*Exercise brief*
Can you copy out the data exactly? Leave the images out.

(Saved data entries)

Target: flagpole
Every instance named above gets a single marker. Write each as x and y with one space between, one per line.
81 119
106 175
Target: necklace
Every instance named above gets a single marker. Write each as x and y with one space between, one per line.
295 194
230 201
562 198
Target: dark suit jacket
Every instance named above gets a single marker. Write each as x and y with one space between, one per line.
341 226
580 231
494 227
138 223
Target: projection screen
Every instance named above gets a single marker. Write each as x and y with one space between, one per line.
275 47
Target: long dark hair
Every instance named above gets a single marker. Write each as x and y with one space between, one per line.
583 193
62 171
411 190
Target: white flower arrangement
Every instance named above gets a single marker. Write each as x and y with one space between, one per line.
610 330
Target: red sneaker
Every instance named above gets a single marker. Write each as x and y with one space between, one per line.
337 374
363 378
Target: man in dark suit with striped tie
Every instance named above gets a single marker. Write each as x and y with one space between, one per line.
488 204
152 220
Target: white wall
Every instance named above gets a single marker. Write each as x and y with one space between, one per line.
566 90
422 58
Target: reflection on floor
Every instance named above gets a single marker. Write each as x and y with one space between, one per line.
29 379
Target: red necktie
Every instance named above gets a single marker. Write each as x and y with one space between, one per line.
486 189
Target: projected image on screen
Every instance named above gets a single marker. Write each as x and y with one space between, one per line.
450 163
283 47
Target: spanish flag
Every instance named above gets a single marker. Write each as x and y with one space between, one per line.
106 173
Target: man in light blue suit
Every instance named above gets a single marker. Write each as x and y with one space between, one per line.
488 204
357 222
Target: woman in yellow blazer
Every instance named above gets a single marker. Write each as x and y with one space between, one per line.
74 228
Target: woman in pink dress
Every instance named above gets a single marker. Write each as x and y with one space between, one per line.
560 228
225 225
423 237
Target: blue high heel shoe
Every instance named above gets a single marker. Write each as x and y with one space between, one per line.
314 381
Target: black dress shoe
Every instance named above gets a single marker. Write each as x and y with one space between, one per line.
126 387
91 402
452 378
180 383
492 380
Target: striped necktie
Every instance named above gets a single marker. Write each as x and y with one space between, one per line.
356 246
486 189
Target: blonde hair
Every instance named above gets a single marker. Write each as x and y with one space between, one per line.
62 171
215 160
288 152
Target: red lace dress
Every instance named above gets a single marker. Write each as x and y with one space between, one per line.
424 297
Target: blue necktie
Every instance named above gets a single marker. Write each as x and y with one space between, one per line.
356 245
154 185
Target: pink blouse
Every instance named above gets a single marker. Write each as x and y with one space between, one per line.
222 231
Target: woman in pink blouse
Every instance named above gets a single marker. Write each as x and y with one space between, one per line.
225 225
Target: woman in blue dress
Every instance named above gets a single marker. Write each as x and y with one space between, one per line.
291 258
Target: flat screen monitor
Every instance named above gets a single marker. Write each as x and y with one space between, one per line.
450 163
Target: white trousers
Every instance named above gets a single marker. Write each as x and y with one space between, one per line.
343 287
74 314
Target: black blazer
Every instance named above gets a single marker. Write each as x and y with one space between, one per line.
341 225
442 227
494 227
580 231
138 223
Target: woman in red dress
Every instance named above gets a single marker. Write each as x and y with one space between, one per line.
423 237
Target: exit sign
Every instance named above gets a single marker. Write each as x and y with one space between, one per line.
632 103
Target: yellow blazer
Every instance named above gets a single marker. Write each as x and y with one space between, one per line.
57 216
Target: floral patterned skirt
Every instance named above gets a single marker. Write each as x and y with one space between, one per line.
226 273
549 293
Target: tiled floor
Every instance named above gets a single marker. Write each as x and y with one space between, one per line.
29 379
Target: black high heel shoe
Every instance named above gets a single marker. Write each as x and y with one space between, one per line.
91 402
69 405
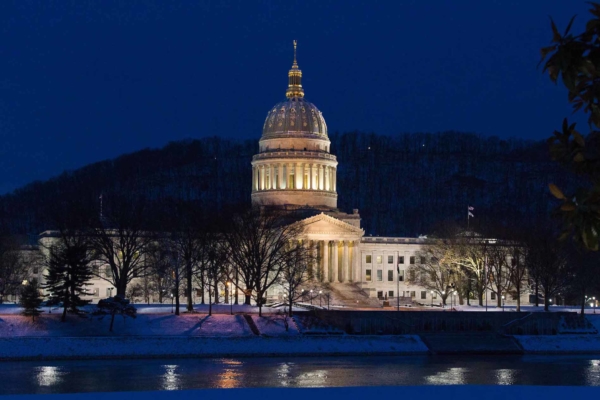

*Written solution*
Target: flagpole
Every instance named above gets a single marker. Write each as x and y with one space between, one per line.
81 119
106 175
Target: necklace
Every instance named above gets a single marker. Write each as x and y with one space between, one per line.
295 194
230 201
562 198
Target: dark suit jacket
Every instance named above gets a single marker. Write each as x and y with one space between, one per line.
341 226
580 231
494 227
138 223
Target: projection screen
Every instance named above gets a single marker. Write each as x and y with one space between, one per line.
275 47
Target: long dark hair
Every instance named above gets a single marker. Write each as x and y with one space between, one per line.
583 193
62 171
411 190
Target: white flower arrangement
Every instance named above gets a single marker. Write each as x and y with one space between, one per line.
610 330
Target: red sneaker
Every instance named above gets a single marker. Write each as x and y with one space between, one per line.
337 374
363 378
Target: man in dark suit with striped tie
Every instance named above gets a single marker. Write each as x and y with one space between, one per line.
488 204
152 220
Target: white wall
Every instance named above gets a single marker. Write each as x and y with one space between, one per line.
566 90
422 58
Target: reflection on floor
Every instance named above gets a single marker. Write each as x and y with one space between, one per line.
29 379
Target: red necktie
Every instance named above gets a single marker. Write each as x and y with one space between, one per line.
486 189
Target: projected image on screen
Every instance named above gets a single marker. Write each as x and y with one space between, one per line.
450 163
283 47
Target: spanish flag
Every instance named above gets a single marker. Write each as x and y with one space between, one per line.
106 173
Target: man in light blue suit
Every instance named above gets a single marker. Write each as x and y with one space between, one per line.
488 204
357 222
Target: woman in yellow blazer
Every instance named above gets a single marker. Write each as x and y with one space between, one per line.
74 228
Target: woman in pink dress
Every instance named above gets a single marker. Write each as x and y with one space between, one per line.
560 228
225 225
423 237
Target: blue high heel shoe
Every instance named above gets a single marker. Write each as x and y with one space between, one per line.
314 381
Target: black dress shoe
Every instance named above gets a single marker. Write each as x and y with one space between, one per line.
126 387
91 402
452 378
180 383
492 380
Target: striped necktie
Every instance named above gets a single marker. Write each as x and y with one space between, one per line.
356 246
486 189
Target: blonde hair
Every instance named above gets a single marker. Write each as x and y with one space between, one per line.
62 171
215 160
288 152
Target: red lace dress
Every instance named above gets a single marker. Write each as x and y with one space between, one per line.
424 297
Target: blue necktie
Every instance named above gets a single marker. Write each as x and y with one space between, one per line.
356 245
154 185
Target: pink blouse
Every instance named above gets a single marker. Write each as x and y with one space between, one per line.
222 231
Target: woman in pink blouse
Every instance named above gets a single marker. Write each as x and y with one space between, one per line.
225 225
Target: woman in blue dress
Every instance named above gets a single marker. Write each as x and y with one space between, one per line.
291 258
Target: flat screen monitor
Every instance named above gets a single marker. Write each as x and y with one space between, one per line.
450 163
Target: white trousers
Every instance named above gets a single marker. Write each as x and y with one space between, one per line.
343 287
74 314
Target: black blazer
Every instance named above gets a single marker. Write each as x and y with one space between, one per line.
341 225
442 227
494 227
580 231
138 223
Target: woman in red dress
Every instance named above gets a single marker. Write each as x and y with one space between, one per line.
423 237
Target: exit sign
Every instance named above gets a single marker. Write each as x and y with one space between, one per line.
632 103
Target: yellow blazer
Every instance named above gets a single marker. Write each as x and y with one space between, one per line.
57 216
Target: floral patterned skirt
Every instance named above gets a single marker. Write each as x and y with one space between, one per line.
226 273
549 293
Target: tiled floor
Every instance named above gets a single marker. Write each as x and y with one space between, one per line.
29 379
Target: black high heel shoe
Every instance named above gets a single marker. Write each as x and y with one space between, one per line.
91 402
69 405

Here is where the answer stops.